* BEGIN DATASET CONTENT *

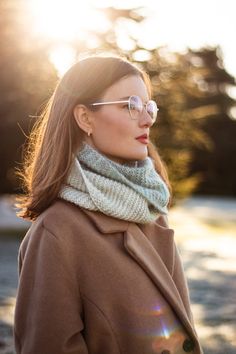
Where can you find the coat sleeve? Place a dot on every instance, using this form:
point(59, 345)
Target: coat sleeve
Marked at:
point(181, 282)
point(48, 313)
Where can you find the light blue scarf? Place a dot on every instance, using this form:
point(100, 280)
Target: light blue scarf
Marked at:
point(132, 191)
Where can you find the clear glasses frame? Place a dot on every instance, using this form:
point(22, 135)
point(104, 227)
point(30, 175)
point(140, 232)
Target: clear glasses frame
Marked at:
point(135, 106)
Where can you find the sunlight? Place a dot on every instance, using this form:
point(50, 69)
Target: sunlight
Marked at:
point(66, 19)
point(62, 57)
point(65, 22)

* END DATASET CONTENT *

WORK TO DO: Can you give every line of the items above as a JSON list of strings, one string per line, with blank lines skipped and the pictures left out?

SOLUTION TO THIS PROBLEM:
[
  "Where can you find the coat sleeve? Place a dot on every instance, using this form:",
  "point(59, 345)",
  "Target: coat sleeve",
  "Marked at:",
  "point(181, 282)",
  "point(48, 313)",
  "Where can you find the light blue scarf? Place a dot on every instance, using this form:",
  "point(100, 280)",
  "Target: light blue scarf",
  "Marked at:",
  "point(132, 191)",
  "Where can you find the clear glasses frame? Place a dot on every instance, using this form:",
  "point(22, 135)",
  "point(104, 227)",
  "point(30, 175)",
  "point(140, 232)",
  "Target: clear glasses frame",
  "Marked at:",
  "point(135, 106)",
  "Where can you find the sunlight? Place a dot on every instance, using this form:",
  "point(50, 69)",
  "Target: sunlight",
  "Marked at:",
  "point(66, 19)",
  "point(62, 57)",
  "point(65, 22)"
]